» DATA PROVIDED

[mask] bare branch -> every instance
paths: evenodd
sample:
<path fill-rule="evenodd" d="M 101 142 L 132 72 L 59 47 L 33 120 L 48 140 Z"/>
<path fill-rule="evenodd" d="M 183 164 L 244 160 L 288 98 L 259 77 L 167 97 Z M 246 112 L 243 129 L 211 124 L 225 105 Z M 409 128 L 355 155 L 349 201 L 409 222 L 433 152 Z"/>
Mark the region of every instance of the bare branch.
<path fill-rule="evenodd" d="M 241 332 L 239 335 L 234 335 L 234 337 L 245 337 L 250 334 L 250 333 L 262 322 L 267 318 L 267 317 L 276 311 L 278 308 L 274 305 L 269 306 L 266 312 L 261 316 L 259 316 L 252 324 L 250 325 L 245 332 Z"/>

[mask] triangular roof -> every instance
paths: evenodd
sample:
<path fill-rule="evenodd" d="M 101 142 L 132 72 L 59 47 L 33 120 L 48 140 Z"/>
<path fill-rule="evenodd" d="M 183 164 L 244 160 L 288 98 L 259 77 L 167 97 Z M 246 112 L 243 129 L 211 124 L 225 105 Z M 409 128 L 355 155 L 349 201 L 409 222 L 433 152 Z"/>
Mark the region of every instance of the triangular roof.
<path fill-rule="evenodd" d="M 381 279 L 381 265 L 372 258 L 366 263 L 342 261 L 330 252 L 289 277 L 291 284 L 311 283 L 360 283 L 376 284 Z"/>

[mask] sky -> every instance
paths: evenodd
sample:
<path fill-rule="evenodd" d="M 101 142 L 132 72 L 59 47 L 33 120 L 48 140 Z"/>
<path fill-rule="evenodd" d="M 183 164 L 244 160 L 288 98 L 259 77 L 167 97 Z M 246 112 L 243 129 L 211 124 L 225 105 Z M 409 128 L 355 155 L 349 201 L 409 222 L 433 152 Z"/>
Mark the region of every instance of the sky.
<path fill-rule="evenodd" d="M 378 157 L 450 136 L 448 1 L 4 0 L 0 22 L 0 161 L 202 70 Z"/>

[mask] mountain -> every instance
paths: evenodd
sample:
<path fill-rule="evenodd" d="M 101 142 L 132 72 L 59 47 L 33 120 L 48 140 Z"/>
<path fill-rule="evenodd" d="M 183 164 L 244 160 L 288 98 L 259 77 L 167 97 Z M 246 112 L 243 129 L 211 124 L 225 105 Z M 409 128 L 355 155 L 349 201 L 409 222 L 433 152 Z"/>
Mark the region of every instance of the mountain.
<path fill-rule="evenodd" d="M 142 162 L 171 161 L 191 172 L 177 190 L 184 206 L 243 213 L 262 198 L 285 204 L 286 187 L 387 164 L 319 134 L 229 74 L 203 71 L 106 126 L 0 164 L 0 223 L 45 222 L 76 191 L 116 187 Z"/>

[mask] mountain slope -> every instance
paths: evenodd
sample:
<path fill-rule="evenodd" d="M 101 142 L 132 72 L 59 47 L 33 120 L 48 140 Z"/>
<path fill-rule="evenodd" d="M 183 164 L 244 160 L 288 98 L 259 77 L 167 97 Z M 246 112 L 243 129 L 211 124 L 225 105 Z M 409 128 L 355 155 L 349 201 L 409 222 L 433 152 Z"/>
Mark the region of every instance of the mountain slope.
--
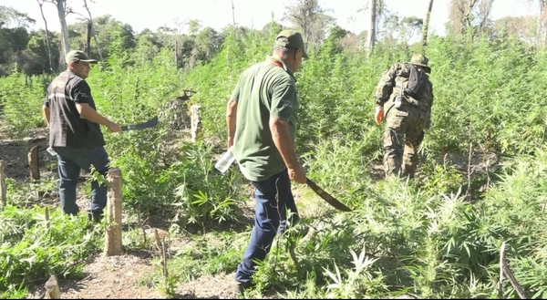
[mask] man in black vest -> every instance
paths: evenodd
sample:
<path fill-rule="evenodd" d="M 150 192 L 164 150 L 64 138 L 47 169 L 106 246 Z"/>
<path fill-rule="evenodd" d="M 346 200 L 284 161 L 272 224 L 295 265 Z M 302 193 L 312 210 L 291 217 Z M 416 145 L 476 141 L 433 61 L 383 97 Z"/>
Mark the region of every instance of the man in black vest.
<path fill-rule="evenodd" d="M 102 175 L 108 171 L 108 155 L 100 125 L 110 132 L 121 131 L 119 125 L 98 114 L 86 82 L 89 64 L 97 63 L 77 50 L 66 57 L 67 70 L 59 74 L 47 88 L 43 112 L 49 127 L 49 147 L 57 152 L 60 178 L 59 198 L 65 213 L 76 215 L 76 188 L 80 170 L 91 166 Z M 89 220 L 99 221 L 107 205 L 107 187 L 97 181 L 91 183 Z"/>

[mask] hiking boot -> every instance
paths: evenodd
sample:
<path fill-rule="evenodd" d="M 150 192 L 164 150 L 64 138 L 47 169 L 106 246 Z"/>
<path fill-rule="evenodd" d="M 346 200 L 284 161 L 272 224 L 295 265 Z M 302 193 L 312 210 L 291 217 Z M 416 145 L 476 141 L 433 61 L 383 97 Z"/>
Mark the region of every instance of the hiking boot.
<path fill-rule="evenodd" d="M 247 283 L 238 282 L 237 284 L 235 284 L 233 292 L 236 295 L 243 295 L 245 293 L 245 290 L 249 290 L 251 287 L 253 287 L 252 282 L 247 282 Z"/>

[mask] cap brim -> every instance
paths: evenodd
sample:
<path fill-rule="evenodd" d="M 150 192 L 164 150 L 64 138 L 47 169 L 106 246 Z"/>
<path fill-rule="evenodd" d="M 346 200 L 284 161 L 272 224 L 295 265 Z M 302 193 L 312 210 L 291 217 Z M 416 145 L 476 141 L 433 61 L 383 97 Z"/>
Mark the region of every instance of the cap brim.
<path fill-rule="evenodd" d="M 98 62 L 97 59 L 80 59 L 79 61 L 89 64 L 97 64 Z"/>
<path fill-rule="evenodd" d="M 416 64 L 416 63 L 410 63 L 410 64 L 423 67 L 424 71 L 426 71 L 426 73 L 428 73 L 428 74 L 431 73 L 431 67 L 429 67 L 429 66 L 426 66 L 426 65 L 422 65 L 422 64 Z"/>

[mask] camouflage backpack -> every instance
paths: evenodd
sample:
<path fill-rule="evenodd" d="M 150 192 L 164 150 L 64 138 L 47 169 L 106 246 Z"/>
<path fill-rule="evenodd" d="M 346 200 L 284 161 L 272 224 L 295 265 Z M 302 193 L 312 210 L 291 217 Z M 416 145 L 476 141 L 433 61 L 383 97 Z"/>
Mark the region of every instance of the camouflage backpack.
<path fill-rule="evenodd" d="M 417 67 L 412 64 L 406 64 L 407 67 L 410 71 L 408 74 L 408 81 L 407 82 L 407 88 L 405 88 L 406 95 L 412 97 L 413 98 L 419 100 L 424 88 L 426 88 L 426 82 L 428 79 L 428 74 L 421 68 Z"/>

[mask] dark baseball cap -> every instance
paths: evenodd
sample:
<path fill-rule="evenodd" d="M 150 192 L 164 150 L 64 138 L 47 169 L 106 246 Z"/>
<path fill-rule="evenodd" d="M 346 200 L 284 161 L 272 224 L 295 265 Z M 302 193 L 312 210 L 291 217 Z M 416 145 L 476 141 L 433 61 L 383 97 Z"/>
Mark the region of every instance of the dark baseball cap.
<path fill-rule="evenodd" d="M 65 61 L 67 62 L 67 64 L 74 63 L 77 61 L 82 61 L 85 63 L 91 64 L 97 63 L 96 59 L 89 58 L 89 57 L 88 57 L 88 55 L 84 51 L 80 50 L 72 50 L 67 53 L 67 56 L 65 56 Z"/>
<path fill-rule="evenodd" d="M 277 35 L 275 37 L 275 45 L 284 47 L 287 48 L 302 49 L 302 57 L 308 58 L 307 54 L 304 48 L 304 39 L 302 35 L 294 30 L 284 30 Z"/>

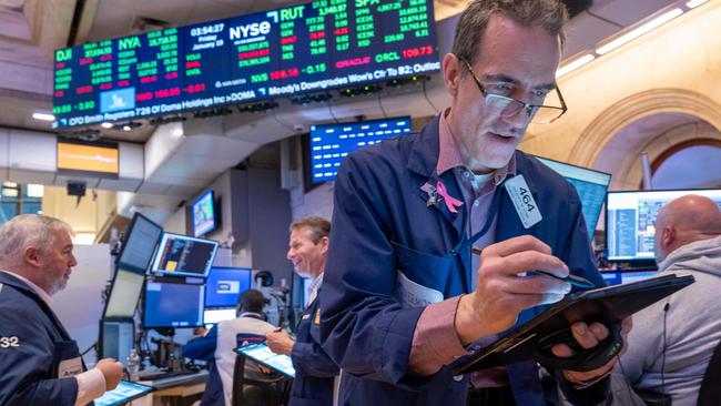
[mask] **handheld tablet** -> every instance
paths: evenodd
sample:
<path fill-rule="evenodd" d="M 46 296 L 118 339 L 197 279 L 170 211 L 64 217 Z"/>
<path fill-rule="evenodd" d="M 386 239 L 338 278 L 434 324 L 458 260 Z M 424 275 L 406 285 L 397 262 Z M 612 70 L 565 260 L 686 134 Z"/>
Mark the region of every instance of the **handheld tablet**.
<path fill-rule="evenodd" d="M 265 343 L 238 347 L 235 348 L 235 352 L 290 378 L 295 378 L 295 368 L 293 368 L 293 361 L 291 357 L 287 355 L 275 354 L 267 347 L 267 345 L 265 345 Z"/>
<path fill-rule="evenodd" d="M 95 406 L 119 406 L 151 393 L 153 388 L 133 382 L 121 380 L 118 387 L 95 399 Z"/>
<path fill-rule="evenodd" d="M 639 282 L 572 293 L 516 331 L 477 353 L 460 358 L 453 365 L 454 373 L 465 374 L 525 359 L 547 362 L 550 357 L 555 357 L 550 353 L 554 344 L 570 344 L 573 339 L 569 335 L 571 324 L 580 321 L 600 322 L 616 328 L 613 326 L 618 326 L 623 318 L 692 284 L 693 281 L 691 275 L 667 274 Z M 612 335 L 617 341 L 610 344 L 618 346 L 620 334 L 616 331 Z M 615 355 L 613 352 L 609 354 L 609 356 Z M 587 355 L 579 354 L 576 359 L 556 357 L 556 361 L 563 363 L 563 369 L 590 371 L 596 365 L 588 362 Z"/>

» WRITTEN TASK
Reproduce the records above verbatim, from the line containing "[mask] dark baseball cap -> every instance" up to and including the line containing "65 61 L 67 62".

» REPLY
[mask] dark baseball cap -> every instance
paths: evenodd
sample:
<path fill-rule="evenodd" d="M 150 192 L 164 150 L 64 138 L 47 169 L 106 246 Z"/>
<path fill-rule="evenodd" d="M 346 200 L 284 161 L 272 224 L 295 265 Z M 302 193 L 312 210 L 291 217 Z M 416 145 L 476 141 L 433 61 L 383 97 Z"/>
Mark the region of every instance of the dark baseball cap.
<path fill-rule="evenodd" d="M 65 61 L 67 62 L 67 64 L 74 63 L 77 61 L 82 61 L 85 63 L 91 64 L 97 63 L 96 59 L 89 58 L 89 57 L 88 57 L 88 55 L 84 51 L 80 50 L 72 50 L 67 53 L 67 56 L 65 56 Z"/>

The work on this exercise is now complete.